**TASK TO COMPLETE:**
Reproduce the following data verbatim, keeping every line and character unchanged.

**STORED ROWS:**
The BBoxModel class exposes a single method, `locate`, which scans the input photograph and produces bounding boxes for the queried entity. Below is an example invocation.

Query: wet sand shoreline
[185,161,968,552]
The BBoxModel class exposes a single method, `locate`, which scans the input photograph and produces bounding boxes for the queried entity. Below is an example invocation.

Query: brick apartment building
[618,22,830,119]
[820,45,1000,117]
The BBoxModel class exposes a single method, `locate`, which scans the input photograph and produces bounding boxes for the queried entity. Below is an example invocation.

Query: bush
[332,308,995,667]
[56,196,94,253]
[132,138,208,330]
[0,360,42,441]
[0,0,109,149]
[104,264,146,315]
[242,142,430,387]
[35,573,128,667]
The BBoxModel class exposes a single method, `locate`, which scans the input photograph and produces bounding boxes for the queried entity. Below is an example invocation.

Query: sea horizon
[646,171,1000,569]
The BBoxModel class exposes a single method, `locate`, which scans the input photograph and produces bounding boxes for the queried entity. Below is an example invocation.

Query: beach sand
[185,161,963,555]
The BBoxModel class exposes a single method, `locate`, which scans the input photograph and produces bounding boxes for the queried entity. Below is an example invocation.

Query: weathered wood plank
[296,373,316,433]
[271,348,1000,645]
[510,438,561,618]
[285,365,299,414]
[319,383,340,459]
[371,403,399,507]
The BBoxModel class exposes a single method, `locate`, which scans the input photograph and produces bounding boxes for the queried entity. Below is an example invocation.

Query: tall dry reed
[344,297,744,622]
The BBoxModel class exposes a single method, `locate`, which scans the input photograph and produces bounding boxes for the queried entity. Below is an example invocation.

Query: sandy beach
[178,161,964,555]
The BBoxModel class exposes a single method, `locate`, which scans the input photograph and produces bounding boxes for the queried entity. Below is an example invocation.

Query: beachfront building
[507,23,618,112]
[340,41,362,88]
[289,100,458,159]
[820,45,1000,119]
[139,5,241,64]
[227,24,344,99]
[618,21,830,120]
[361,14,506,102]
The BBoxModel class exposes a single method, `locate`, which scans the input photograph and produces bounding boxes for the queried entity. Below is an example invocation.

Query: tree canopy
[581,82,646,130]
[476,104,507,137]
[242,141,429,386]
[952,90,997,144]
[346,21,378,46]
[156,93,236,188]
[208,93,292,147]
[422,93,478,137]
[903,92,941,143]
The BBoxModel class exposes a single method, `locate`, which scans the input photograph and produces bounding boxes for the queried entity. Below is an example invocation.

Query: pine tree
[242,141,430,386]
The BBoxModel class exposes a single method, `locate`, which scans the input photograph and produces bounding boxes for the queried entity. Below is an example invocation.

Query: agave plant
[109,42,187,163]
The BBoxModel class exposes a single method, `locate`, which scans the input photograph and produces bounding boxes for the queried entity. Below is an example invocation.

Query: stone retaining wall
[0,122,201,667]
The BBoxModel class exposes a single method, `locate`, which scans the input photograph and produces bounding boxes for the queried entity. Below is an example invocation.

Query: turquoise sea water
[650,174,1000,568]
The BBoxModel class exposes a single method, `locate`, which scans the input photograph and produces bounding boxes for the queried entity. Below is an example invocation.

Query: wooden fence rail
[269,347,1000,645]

**FINAL RESULT:**
The BBoxModel class exposes a single method, `locate`, which scans the input photograph and produces bounding boxes for the queried entity. Below is an example invocation.

Query: wet sand shoreline
[185,161,968,552]
The BBoxModel class exposes a single method, `locate`, which scans the input photograph and produces bounding boxes for the queried entity. Below is an example invocation.

Query: brick apartment building
[618,22,830,119]
[820,45,1000,117]
The BBoxModel class exposes a single method, `locate`, which scans the input photograph and produces bounding boxes for the queried entity. Below is an example invocation.

Query: bush
[332,308,995,667]
[56,196,94,253]
[132,138,208,330]
[0,360,42,441]
[0,0,109,149]
[104,264,146,315]
[242,142,430,387]
[35,573,128,667]
The BBoxModel class exposes a single method, `locate`, which scans the input photograph and produces bounding boxes for the queried entity. Below is an example invocation.

Query: sea horizon
[646,171,1000,569]
The BBoxModel class exposes a single method, `locate`, which scans the input photograph and produces bounding boxes for the queried entity. Below is an example invocation.

Query: beach sand
[185,161,963,555]
The BBoxModel class exposes a single method, `locate`, which scans the input photograph and produces bounding boxes for the queried entity. Below is an example invocation.

Query: weathered wood plank
[296,373,316,433]
[271,348,1000,645]
[510,438,561,618]
[285,365,299,414]
[319,383,340,459]
[371,403,399,507]
The BBoxModel class exposes a single method, `locate`, which scans the input photograph and produces bounding boxes for the queried entity. Below is an example invocation.

Query: tall dry reed
[344,297,744,622]
The BBoxModel class exposes a single method, `locate`, which scans the input photograph and produces bounding boxes for the queried entity. Below is an example invocation.

Query: sandy beach
[178,161,964,555]
The BBoxModel class exposes a single method, `locate`, which scans the input photograph and produces bounding boxes for the queried entity. Below is an example invocation.

Query: beachfront building
[507,23,618,112]
[340,41,362,88]
[289,100,458,159]
[820,45,1000,119]
[139,5,241,64]
[227,24,344,99]
[618,21,830,120]
[361,14,506,102]
The BBoxModel class exposes a single method, `locate`, which scans the input photograph and produces bounding boxes for the queried entity. Below is an example invocation.

Query: tree canopy
[581,82,646,130]
[476,104,507,137]
[242,141,429,386]
[952,90,997,144]
[346,21,378,46]
[156,93,236,188]
[208,93,292,147]
[422,93,478,137]
[903,92,941,143]
The BBoxModel class exposes a single method, `locate`, which scans the input photograph and produces bounding boxes for the queried entity. Below is an example invocation.

Query: pine tree
[242,141,430,386]
The BBoxModel class exposes a single method, `locate`, which scans the input photograph and produces bounding boxes for the queried entity. Below is an example invocation.

Query: agave plant
[109,42,187,163]
The BBoxModel class exposes a single method, `locate`, which scans the input photograph and produces bounding boxes for the queried entity. Below is an example invocation.

Query: stone retaining wall
[0,122,201,667]
The BBoxModel class exposes a single method, `locate`, which scans the input photograph and produces bounding boxes for the queried entity. Below is an example invocation.

Query: turquoise sea water
[650,174,1000,568]
The BBoxModel class exposes a single method, `locate`, which scans the input photograph and produces bounding boxes for the queried entity. Below is an example invocation.

Query: wooden fence rail
[269,347,1000,645]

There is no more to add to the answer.